Task directions —
Keeping every word and mark, copy all of the data.

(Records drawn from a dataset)
——————————

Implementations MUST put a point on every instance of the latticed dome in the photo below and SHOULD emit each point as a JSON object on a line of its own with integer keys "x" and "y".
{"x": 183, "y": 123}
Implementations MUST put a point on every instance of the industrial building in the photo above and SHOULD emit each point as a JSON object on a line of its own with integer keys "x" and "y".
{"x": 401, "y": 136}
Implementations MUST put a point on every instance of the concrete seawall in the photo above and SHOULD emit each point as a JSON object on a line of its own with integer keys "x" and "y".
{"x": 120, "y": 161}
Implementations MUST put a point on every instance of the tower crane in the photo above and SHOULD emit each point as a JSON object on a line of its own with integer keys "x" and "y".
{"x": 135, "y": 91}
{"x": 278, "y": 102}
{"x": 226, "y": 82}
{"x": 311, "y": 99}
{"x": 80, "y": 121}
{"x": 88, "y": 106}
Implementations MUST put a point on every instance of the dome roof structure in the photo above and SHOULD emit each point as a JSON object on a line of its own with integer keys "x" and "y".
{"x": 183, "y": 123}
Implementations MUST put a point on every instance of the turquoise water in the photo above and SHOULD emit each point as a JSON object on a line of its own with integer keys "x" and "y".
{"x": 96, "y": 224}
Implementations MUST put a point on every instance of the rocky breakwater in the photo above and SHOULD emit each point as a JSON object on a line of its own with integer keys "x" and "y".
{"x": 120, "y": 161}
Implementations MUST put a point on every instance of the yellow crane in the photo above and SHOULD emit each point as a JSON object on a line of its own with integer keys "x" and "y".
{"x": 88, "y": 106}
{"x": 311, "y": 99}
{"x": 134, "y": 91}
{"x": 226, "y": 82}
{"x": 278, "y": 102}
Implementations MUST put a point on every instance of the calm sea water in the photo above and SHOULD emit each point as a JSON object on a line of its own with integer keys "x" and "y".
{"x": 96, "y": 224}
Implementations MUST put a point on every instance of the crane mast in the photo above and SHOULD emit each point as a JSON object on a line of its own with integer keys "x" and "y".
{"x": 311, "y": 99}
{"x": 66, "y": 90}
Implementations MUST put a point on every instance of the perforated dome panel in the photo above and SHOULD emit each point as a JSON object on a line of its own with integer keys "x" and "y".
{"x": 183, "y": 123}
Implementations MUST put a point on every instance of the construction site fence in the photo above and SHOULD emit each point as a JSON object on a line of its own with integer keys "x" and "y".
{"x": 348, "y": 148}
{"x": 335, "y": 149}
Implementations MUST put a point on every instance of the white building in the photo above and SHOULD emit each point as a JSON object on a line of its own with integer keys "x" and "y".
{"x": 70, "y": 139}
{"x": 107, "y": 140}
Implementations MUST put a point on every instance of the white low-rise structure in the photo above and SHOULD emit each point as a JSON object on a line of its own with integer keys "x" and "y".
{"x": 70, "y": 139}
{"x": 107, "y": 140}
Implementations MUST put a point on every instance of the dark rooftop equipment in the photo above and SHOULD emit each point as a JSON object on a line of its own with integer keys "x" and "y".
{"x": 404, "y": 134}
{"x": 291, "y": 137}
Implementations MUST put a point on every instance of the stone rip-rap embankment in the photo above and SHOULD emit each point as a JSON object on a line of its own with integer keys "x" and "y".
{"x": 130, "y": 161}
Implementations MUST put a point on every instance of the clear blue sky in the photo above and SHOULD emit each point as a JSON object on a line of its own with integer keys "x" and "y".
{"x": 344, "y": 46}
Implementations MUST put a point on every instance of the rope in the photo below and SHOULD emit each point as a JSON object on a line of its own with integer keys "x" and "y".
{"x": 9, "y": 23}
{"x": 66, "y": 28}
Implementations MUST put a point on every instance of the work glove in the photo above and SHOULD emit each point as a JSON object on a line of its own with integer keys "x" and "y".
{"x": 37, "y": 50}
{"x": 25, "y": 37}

——————————

Result of this exercise —
Implementations MUST put a point on every instance of the latticed dome in the photo below and SHOULD emit each point as a JSON object on a line of its own with integer keys "x" and "y".
{"x": 183, "y": 123}
Implementations MUST put a point on every instance of the industrial building in the photo above and SHOULD emit each point as a JSON object on a line of its own with integer keys "x" and "y".
{"x": 401, "y": 136}
Implementations MUST put a point on every instance of the concrete seawall in the photo above and SHOULD emit each point as a JSON object on a line of its own with integer keys "x" and "y".
{"x": 120, "y": 161}
Implementations MUST put a point on every instance of the tower crane in the photo above and SHOULD emit each point as a JSON object on a line of its own with integer keys "x" and "y".
{"x": 135, "y": 91}
{"x": 278, "y": 102}
{"x": 226, "y": 82}
{"x": 311, "y": 99}
{"x": 80, "y": 121}
{"x": 88, "y": 106}
Implementations MUST put a point on every instance of the dome roof structure in the photo above and SHOULD emit each point as a JSON object on a line of its own with integer keys "x" and "y".
{"x": 183, "y": 123}
Implementations MUST put a point on every instance of the turquoise water in the photo above and SHOULD emit each point as a JSON object on a line of its own with integer keys "x" and "y".
{"x": 96, "y": 224}
Implementations MUST put a point on every instance of the rocky breakwater in the photo above and SHOULD emit each point as a JSON object on a line of its own with integer keys "x" and "y".
{"x": 120, "y": 161}
Implementations MUST put a point on every instance of the yellow crane in the photo above and SHOULD emit each point as a JSON object on a line of its own with integer keys "x" and "y".
{"x": 88, "y": 106}
{"x": 311, "y": 99}
{"x": 134, "y": 91}
{"x": 226, "y": 82}
{"x": 278, "y": 102}
Implementations MUST put a point on every instance of the calm sea water in the photo above and SHOULD emit each point as a JSON object on a line of its own with integer keys "x" and "y".
{"x": 96, "y": 224}
Implementations MUST put a point on every instance of the crane mast in the photo above and SHOULD emit each point as a JSON object on a line of its own with integer keys "x" and "y".
{"x": 311, "y": 99}
{"x": 66, "y": 90}
Implementations MUST put a point on every instance of the perforated dome panel in the photo above and SHOULD emit each point as a JSON object on a line of its own with integer keys "x" and "y".
{"x": 183, "y": 123}
Implementations MUST put a point on every instance of the construction site fence in the photo above and SHOULD emit each point as a JSON object on a line of its own with integer keys "x" and "y".
{"x": 348, "y": 148}
{"x": 335, "y": 149}
Implementations MUST put a point on every instance of the white building in the photo above and SHOULD emit each point as a JSON object on a line of its own with integer keys "x" and "y".
{"x": 70, "y": 139}
{"x": 107, "y": 140}
Implementations MUST put a point on every instance of the white low-rise structure in the photo above and SHOULD emit each point as a JSON object on a line of its own with integer keys "x" and "y".
{"x": 70, "y": 139}
{"x": 107, "y": 140}
Implementations MUST put a point on every instance of the dark rooftop equipment in the photo above and SHOULD emit each point as a JSON object on a line of its own with integer keys "x" and "y".
{"x": 404, "y": 134}
{"x": 291, "y": 137}
Implementations MUST put a point on every instance of the stone rip-rap embankment in the photo above and SHOULD emit each point as a JSON object on a line of its own with integer keys "x" and "y".
{"x": 130, "y": 161}
Implementations MUST put a point on every instance of the clear blue sky in the photo above and SHOULD emit each point as a JSON object on a line of its own with integer keys "x" and "y".
{"x": 344, "y": 46}
Implementations MUST put a point on every instance of the rope in the photo below and SHOULD emit each point as a JSON object on a line of its own with integer keys "x" and "y".
{"x": 9, "y": 23}
{"x": 66, "y": 28}
Implementations MUST put a point on every instance of the work glove in the photo above and SHOULD emit each point as a JSON object on a line of its own with integer keys "x" and "y".
{"x": 37, "y": 50}
{"x": 25, "y": 37}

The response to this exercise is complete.